**WHAT TO DO**
Could you please find each line in the records that contains the word "foliage" and copy it?

Start of RAW DATA

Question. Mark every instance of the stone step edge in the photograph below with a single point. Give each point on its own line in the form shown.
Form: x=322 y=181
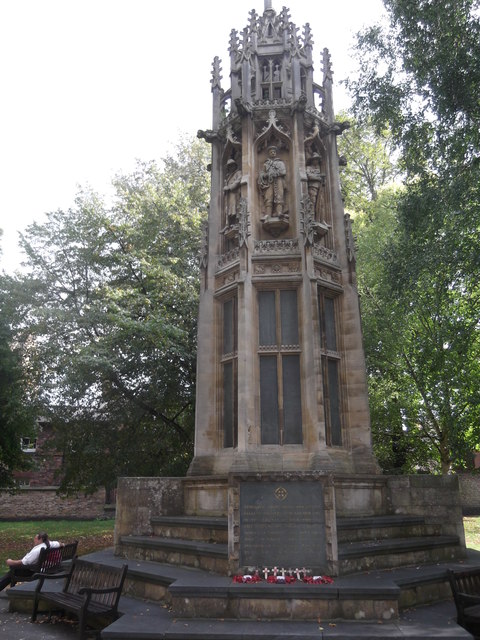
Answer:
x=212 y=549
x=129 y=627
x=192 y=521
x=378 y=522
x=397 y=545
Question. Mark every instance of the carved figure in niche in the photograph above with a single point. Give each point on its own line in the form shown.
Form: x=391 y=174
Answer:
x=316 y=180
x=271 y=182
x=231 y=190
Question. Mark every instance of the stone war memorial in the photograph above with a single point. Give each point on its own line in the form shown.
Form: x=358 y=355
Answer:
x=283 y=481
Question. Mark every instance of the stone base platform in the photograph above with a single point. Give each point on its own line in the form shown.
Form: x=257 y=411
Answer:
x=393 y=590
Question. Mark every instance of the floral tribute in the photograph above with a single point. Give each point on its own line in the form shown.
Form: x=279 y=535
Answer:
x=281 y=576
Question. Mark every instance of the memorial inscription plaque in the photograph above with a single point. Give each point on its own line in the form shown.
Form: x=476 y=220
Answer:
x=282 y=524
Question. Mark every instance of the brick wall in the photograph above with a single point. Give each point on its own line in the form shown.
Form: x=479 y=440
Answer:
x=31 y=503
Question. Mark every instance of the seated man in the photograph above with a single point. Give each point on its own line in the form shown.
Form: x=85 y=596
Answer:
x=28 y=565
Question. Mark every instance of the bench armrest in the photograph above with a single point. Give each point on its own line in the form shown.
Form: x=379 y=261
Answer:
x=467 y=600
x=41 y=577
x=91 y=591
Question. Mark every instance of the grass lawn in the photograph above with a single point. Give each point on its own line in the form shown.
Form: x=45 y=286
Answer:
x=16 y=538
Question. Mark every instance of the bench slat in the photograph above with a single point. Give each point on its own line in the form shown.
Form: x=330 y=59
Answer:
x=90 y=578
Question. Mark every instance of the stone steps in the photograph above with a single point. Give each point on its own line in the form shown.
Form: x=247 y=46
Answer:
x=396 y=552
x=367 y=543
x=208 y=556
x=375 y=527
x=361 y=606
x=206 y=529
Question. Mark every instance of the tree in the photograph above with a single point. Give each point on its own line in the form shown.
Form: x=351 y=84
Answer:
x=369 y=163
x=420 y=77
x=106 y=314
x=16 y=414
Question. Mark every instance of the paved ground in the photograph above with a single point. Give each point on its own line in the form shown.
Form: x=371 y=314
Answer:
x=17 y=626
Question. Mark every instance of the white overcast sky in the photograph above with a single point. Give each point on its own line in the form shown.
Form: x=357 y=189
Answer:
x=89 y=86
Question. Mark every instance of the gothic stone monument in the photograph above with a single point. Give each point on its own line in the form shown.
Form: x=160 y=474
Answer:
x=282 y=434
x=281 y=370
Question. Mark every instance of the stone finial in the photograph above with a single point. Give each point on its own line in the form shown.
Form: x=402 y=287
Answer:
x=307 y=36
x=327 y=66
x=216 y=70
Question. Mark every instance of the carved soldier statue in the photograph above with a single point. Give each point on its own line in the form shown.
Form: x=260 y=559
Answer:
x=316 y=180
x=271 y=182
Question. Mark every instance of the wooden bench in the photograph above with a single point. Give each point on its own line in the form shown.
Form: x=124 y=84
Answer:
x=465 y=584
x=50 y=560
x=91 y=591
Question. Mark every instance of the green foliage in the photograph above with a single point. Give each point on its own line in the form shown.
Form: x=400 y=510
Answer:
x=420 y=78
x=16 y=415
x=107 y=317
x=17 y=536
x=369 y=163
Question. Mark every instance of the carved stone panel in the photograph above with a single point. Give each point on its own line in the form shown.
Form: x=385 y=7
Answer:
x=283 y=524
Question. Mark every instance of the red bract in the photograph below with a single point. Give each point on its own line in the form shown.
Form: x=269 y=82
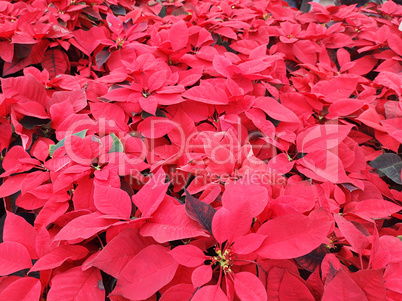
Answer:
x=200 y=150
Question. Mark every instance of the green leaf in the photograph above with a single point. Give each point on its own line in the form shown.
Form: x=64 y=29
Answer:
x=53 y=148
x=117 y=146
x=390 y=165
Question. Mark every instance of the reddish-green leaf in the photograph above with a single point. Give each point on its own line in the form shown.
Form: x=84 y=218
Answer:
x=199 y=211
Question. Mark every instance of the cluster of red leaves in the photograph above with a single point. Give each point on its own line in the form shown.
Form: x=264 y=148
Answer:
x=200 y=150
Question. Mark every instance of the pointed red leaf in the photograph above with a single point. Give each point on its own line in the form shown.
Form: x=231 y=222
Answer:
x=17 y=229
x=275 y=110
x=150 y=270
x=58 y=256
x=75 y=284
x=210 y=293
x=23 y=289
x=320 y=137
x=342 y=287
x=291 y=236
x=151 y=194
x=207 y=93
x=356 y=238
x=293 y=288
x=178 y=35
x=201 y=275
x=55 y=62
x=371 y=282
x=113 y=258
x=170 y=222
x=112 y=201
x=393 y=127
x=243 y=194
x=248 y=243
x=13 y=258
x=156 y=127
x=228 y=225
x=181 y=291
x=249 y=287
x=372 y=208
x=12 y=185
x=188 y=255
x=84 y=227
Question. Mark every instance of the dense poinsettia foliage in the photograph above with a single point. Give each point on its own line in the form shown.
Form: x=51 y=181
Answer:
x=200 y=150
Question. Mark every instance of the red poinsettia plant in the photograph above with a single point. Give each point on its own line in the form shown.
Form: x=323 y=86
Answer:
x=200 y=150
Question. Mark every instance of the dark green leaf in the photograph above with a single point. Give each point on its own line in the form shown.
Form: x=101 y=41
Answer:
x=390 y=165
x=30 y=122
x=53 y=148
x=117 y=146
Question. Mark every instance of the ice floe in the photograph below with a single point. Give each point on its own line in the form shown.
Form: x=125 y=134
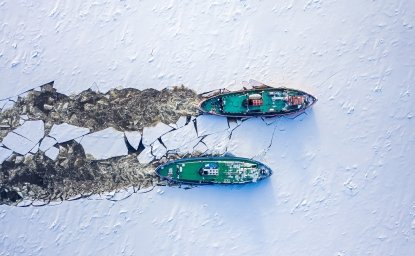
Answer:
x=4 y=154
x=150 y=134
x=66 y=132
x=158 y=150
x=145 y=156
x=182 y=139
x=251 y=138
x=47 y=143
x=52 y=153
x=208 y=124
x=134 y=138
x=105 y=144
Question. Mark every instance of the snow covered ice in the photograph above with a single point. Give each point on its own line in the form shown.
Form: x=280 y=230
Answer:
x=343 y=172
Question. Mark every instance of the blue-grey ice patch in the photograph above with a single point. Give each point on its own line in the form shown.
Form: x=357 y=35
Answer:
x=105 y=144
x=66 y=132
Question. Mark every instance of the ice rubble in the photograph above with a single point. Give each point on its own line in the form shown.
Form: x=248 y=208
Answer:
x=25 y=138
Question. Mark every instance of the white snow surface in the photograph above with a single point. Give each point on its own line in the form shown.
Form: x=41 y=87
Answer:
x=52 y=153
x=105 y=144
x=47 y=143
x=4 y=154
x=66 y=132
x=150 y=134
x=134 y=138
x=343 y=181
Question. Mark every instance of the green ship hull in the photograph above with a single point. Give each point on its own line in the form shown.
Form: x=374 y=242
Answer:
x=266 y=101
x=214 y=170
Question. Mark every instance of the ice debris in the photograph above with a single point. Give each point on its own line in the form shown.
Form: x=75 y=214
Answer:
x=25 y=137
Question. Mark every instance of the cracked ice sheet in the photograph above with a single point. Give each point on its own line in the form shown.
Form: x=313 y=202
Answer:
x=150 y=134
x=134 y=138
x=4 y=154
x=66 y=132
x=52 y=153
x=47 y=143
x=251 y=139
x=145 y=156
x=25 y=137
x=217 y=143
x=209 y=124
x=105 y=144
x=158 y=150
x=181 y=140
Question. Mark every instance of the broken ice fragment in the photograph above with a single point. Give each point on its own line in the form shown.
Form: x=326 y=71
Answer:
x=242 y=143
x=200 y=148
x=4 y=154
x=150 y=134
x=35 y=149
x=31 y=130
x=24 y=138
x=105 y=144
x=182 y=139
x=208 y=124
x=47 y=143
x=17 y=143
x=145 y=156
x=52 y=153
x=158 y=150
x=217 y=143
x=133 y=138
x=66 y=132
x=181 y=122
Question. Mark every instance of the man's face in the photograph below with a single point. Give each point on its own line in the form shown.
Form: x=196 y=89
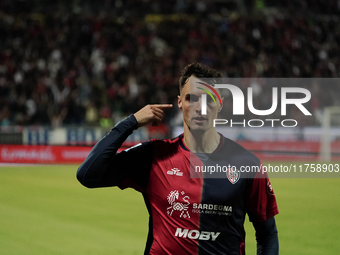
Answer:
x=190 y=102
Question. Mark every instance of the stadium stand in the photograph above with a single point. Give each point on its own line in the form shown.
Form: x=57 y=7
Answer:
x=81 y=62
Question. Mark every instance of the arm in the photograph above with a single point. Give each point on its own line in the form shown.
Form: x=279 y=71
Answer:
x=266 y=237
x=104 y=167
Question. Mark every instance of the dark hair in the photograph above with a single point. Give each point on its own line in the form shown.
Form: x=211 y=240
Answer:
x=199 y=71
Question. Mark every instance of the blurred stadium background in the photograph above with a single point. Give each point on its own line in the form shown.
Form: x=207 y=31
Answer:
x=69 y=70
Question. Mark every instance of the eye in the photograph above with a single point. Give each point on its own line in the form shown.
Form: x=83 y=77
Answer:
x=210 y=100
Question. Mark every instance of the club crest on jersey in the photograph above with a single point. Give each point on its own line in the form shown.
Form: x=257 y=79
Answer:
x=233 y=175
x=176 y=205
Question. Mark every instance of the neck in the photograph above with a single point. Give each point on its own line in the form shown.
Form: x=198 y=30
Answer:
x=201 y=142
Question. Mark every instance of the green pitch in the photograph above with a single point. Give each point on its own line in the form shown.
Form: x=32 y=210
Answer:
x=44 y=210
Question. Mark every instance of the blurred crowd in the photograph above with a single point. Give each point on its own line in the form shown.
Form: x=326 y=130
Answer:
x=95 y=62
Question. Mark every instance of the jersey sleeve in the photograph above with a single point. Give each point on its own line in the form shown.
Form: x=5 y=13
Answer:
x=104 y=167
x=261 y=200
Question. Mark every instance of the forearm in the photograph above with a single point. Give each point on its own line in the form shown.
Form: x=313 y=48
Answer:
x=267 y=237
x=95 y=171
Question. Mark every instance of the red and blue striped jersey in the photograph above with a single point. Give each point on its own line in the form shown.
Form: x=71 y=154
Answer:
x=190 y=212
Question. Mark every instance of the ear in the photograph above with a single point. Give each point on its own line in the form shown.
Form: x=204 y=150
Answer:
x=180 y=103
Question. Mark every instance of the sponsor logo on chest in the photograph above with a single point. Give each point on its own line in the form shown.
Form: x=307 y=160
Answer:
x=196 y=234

End of RAW DATA

**ANSWER BELOW**
Question. Mark every instance of the green foliage in the photograph above with a single point. Give each point on its own line in the form shown.
Question. Mark every instance of the dense poinsettia foliage in the photograph above with a single point. Give each point on its own line in the form shown.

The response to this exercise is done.